Exercise aim:
How many lines in the material contain the string "writing"? Only the number is wanted.

Records shown:
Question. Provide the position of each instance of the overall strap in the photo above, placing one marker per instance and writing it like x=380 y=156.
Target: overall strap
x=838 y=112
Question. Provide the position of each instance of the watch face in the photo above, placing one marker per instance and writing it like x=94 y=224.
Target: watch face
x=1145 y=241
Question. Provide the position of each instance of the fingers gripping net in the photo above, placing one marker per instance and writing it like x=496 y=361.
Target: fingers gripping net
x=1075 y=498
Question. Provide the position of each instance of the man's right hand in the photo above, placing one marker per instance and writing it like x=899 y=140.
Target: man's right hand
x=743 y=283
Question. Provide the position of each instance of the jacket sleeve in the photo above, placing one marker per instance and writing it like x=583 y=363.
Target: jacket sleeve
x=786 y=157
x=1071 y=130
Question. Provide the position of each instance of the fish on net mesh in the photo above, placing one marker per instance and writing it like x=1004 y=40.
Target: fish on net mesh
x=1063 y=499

Answer to the exercise:
6